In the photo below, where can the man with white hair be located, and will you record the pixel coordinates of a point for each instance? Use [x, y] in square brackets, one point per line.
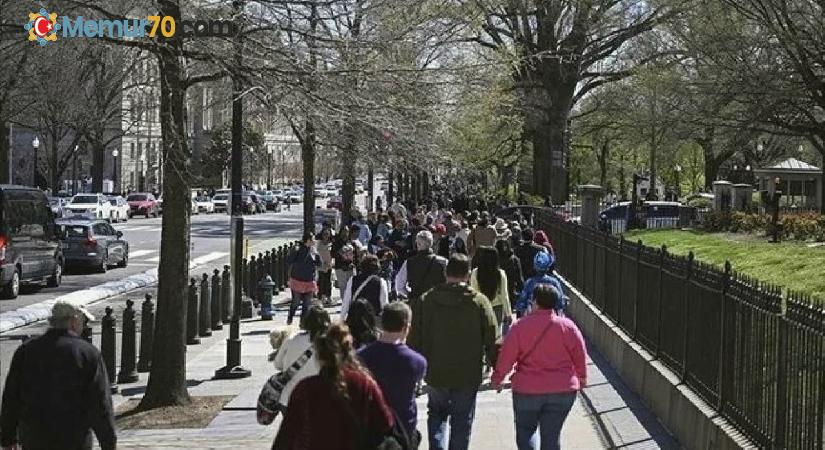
[57, 389]
[422, 271]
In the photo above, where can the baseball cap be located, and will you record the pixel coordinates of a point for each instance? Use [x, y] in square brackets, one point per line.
[63, 310]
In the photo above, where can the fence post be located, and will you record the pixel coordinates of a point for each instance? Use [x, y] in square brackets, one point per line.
[128, 353]
[659, 302]
[686, 317]
[780, 417]
[147, 333]
[205, 312]
[216, 302]
[723, 338]
[638, 289]
[192, 314]
[108, 346]
[226, 296]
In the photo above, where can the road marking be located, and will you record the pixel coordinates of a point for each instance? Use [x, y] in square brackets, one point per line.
[206, 258]
[139, 253]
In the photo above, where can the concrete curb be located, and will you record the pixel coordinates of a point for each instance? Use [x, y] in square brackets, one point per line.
[41, 311]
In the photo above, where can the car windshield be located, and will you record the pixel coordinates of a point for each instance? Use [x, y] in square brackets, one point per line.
[85, 199]
[70, 231]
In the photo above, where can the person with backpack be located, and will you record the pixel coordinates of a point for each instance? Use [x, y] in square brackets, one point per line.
[367, 285]
[341, 408]
[303, 262]
[543, 268]
[397, 368]
[550, 360]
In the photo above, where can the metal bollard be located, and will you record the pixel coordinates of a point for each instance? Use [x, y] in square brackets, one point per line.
[217, 303]
[128, 353]
[147, 333]
[252, 280]
[205, 308]
[108, 346]
[192, 314]
[87, 334]
[226, 295]
[265, 293]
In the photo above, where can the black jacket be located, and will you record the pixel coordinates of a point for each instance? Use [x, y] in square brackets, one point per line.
[56, 391]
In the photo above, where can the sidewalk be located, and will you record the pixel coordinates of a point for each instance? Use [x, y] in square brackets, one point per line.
[235, 426]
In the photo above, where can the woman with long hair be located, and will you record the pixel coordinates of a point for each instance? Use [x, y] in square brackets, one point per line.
[490, 280]
[341, 408]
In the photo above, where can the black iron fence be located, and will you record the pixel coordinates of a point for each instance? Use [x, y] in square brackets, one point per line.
[755, 355]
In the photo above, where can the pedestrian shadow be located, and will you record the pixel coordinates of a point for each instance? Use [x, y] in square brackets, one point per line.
[138, 390]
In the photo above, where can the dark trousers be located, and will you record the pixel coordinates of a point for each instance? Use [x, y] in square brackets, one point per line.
[325, 284]
[457, 406]
[303, 300]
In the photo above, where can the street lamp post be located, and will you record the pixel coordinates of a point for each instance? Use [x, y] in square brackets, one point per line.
[268, 167]
[115, 177]
[35, 146]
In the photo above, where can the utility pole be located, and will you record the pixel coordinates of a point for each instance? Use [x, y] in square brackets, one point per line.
[233, 368]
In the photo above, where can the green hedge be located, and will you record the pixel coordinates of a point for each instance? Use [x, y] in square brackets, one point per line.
[799, 227]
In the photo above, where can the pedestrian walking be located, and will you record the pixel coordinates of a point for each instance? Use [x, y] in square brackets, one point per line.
[325, 271]
[341, 408]
[397, 368]
[550, 360]
[542, 267]
[57, 389]
[303, 263]
[298, 354]
[456, 330]
[527, 252]
[510, 264]
[490, 280]
[367, 285]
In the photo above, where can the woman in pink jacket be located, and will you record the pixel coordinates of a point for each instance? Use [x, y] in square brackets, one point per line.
[549, 355]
______________________________
Without the images, write out each line of the data verbatim.

In the photo below, where can the man with white hair be located, and will you record the pixel coordinates of a point for each instance? Use [x, y] in square brackets, one point per line.
[57, 389]
[422, 271]
In the photo above, where can the baseball cap be located, and will you record the pixel coordinates of a point for each instance? Use [x, y] in square brackets, one point per line.
[63, 310]
In the photo above, where can the fence post be located, and will you record the pixel coordinates of a point for each instance? Use [x, y] in square brackets, one point per line.
[128, 353]
[659, 302]
[686, 317]
[780, 417]
[147, 333]
[205, 312]
[216, 302]
[723, 338]
[638, 289]
[192, 314]
[108, 346]
[226, 296]
In the photo above, where can the road marking be located, and will you record the pixel coordinates of a point for each instance? Use [x, y] in square brackets, one point per line.
[206, 258]
[139, 253]
In the photo above, where can the concrete curb be located, and will you record the pixel coordinates of a point for each instance? Use [x, y] in square brackets, one point per line.
[41, 311]
In the photo above, where can the car windshield be located, and will you record the pixel coordinates of a point for each instance? Use [x, y] in square brackets, one point per line.
[85, 199]
[70, 231]
In the photo above, where can the person with backpack be located, and will you record the pixel coordinates of a point for each instance? Use [x, y] in square brackets, one point per line.
[367, 285]
[341, 408]
[303, 262]
[543, 268]
[397, 368]
[550, 360]
In the photo above, where can the metal bollard be located, and will you record the pixel coordinates of a point for each instance? Use [x, y] in square brackets, one point per line.
[217, 303]
[128, 353]
[147, 333]
[252, 280]
[205, 308]
[108, 346]
[192, 314]
[87, 334]
[226, 295]
[265, 293]
In the photo above, where can the black jacket be located, and will you record the pixel coordinates of a point for each instance? Use [x, y] in square brackets, one point per line.
[56, 391]
In the photo above, where can the sidewalk be located, and will you record the pixel coordinates of a point for each instance? Use [x, y] in square brackets, one point per line.
[235, 426]
In the photo above, where can the woman with long hair be located, and will you record the pixel coordinates of a point for each instance? Use [x, y] in square brackets, one point per line.
[490, 280]
[341, 408]
In the photo above, where can the black iron fence be located, and will you record the pixel coordinates of a point for each instance? Use [x, y] in square brackets, one point per line.
[755, 355]
In the photo above, where can the pedestrian shadow be located, and will you record the pixel coordinates of a point for each instance? Use [x, y] in square brackets, one point per line.
[138, 390]
In the photo above, where can the dark trousers be located, and will you record the pixel coordinates of a point for each instance? Use [x, y] in square brackets, one point per line.
[325, 284]
[457, 406]
[303, 300]
In the photo above, where can the street lamp post be located, and will you record the pixel coordinates of a point for each instance? Use [x, y] in square brackets, one point per line.
[268, 167]
[115, 177]
[35, 146]
In the photo above, where can the utility pole be located, and will you record the pixel coordinates of a point for each instance? Use [x, y] in square brackets, one point per line.
[233, 368]
In the photo above, where can the green hedge be located, and will you record the pixel coordinates of a point for each instance? Use [x, y] in square brackets, one point per line.
[799, 227]
In the photo above, where can the pedestrian walking be located, and will you record the pixel coordinates of a point for each instance? Use [x, y] in square brackets, one point per line.
[325, 271]
[341, 408]
[397, 368]
[550, 360]
[542, 267]
[57, 389]
[303, 263]
[298, 354]
[456, 330]
[527, 252]
[510, 264]
[490, 280]
[367, 285]
In the photo above, where can the woman in pink jacket be located, and will you record the pixel coordinates of a point for each instance? Use [x, y] in square brackets, one point per line.
[549, 355]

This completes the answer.